Pablo Guedon Blockchain

Prix de thèse de l’Institut international des sciences fiscales

1 – En quoi le droit fiscal semble inadapté pour saisir la Blockchain dans toute sa complexité ?

Avant de voir que le droit fiscal semble inadapté pour saisir la blockchain dans toute sa complexité, il faut d’abord comprendre que l’un et l’autre entretiennent également une relation étroite en raison de leur connexion respective au concept de valeur économique.

Le droit fiscal s’insère dans les différents états de la valeur – l’imposition peut porter indifféremment sur la valeur perçue, la valeur détenue, ou encore la valeur consommée – pour en prélever une partie et assurer sa fonction première : doter l’État des moyens financiers pour exercer ses pouvoirs dans le cadre des compétences qu’il s’assigne. De son côté, la technologie blockchain a été une révolution économique en permettant de résoudre un problème ancien : celui de la double dépense. En résolvant cette difficulté, la technologie permet l’existence, jusqu’alors impossible, de l’unicité dans un monde numérique et décentralisé. En consacrant cette unicité, la blockchain crée la rareté dans le domaine numérique et permet ainsi l’existence de choses ayant une valeur d’utilité comme d’échange : les « crypto-actifs ». Ces éléments ayant une valeur, existant dans un univers numérique et décentralisé, conduisent à l’instauration de relations économiques sans intermédiaire. C’est l’avènement d’un « Internet de la valeur ». Tous ces éléments, ces divers crypto-actifs, reposent sur une blockchain et ont une nature technique semblable – ils fonctionnent sur le format d’une suite de signatures cryptographiques – mais n’ont pas du tout tous la même utilité et ont par conséquent une diversité de nature économique pour ceux qui les emploient.

**EXERCICES À FAIRE:**
1. Recopiez, dans le texte sur la blockchain et le droit fiscal, tout ce qui va de « Pablo Guedon Blockchain » jusqu'à « de valeur économique. ».
2. Rédigez la suite du texte sur la blockchain et le droit fiscal, en reprenant juste après sa dernière phrase.

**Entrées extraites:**
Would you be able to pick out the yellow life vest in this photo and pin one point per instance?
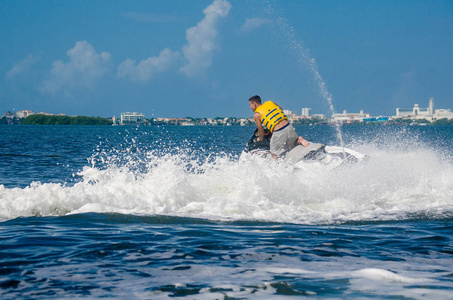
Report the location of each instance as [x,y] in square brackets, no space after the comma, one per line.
[271,114]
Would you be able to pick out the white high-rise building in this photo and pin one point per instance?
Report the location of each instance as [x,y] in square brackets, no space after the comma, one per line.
[132,118]
[306,111]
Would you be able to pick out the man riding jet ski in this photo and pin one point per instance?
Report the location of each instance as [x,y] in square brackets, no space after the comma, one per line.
[283,141]
[330,156]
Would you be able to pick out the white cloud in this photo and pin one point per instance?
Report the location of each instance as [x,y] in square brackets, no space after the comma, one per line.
[202,38]
[148,67]
[83,69]
[253,24]
[22,66]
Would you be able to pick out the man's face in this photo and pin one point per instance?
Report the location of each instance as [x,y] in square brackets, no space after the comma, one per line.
[253,105]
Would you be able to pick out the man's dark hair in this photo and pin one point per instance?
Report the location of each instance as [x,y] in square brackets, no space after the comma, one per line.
[256,99]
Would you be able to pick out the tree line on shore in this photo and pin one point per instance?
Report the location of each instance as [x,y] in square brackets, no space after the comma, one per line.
[40,119]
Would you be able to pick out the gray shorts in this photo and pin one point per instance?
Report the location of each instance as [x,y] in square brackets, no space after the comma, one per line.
[283,140]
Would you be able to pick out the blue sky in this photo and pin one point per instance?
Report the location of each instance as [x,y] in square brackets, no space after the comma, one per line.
[178,58]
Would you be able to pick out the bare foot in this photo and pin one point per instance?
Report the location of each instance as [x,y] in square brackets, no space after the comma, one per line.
[302,141]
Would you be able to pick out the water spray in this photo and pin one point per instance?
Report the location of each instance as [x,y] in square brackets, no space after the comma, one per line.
[304,58]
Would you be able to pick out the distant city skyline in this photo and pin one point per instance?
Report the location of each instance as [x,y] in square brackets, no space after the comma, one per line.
[206,58]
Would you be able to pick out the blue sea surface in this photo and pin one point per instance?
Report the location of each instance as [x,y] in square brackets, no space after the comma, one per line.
[160,212]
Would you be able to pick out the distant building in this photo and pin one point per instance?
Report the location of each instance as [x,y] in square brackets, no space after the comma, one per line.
[428,113]
[417,111]
[346,117]
[306,111]
[319,116]
[134,118]
[24,113]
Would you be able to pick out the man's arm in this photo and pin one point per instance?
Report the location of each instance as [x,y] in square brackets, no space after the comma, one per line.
[257,118]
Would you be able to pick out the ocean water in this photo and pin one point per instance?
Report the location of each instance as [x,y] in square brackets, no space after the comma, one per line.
[160,212]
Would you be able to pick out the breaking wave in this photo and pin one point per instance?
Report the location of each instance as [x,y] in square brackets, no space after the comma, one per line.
[401,181]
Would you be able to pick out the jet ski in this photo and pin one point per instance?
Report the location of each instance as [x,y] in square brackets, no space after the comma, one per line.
[331,156]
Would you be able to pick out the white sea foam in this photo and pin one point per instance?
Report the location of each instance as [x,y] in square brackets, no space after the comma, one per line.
[397,183]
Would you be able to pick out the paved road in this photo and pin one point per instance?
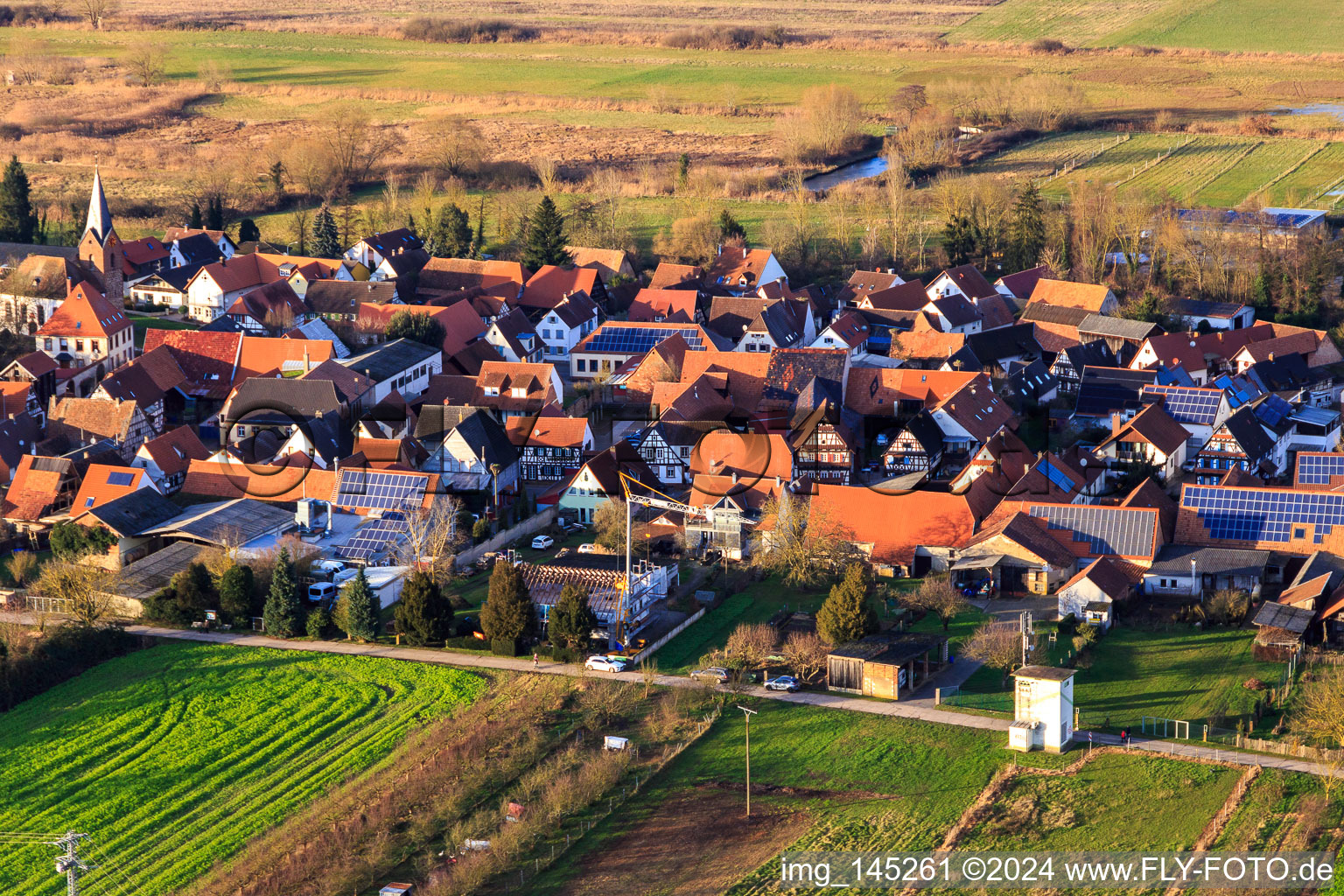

**RÉPONSES ATTENDUES:**
1.
Pablo Guedon Blockchain

Prix de thèse de l’Institut international des sciences fiscales

1 – En quoi le droit fiscal semble inadapté pour saisir la Blockchain dans toute sa complexité ?

Avant de voir que le droit fiscal semble inadapté pour saisir la blockchain dans toute sa complexité, il faut d’abord comprendre que l’un et l’autre entretiennent également une relation étroite en raison de leur connexion respective au concept de valeur économique.

2.
Une fois ces quelques rappels réalisés, on comprend rapidement que l’apparition d’éléments numériques, qui étaient jusqu’alors inconnus, ayant une valeur économique et pouvant s’insérer dans des relations économiques diverses, déclenchent nécessairement des conséquences fiscales multiples. Mais également, qu’il n’est pas impossible que le système fiscal, dont les catégories et les règles précèdent cette révolution économique, ne soit pas forcément armé au mieux pour l’appréhender et déterminer les régimes d’imposition applicables.

Ce fut effectivement le cas, mais il faut admettre que la réponse du droit fiscal à l’apparition de la blockchain, de l’« Internet de la valeur », a été rapide et n’a pas attendu l’évolution du reste du système juridique. Dès 2014, l’administration fiscale, consciente qu’une nouvelle forme de création et de transmission de valeur voit le jour, publie des commentaires dans lesquels elle définit un « bitcoin » et en déduit les conséquences fiscales qu’elle estime appropriées au regard des diverses impositions. Quelques temps plus tard, en 2015, la Cour de Justice de l’Union européenne rend une décision relative au traitement, en matière de TVA, de l’activité de change de bitcoins dans laquelle elle le qualifie de « monnaie » et en tire toutes les conséquences afférentes. Par la suite, par un arrêt du 26 avril 2018, le Conseil d’État intervient à son tour. Enfin, le législateur et l’Autorité des normes comptables interviennent pratiquement simultanément à la fin de l’année 2018 et consacrent une catégorie juridique unique nouvelle, celle des « actifs numériques »  (composée des deux sous-catégories des « jetons »  et des « représentations numériques d’une valeur »  qui étaient jusqu’alors désignées comme des « cryptomonnaies ») à laquelle est attachée un régime spécifique pour les personnes physiques domiciliées fiscalement en France. Après cette date, le législateur n’interviendra plus qu’à la marge pour modifier certains points du régime applicable aux particuliers en matière d’impôt sur le revenu, ou alors pour fixer certaines règles relatives aux déclarations.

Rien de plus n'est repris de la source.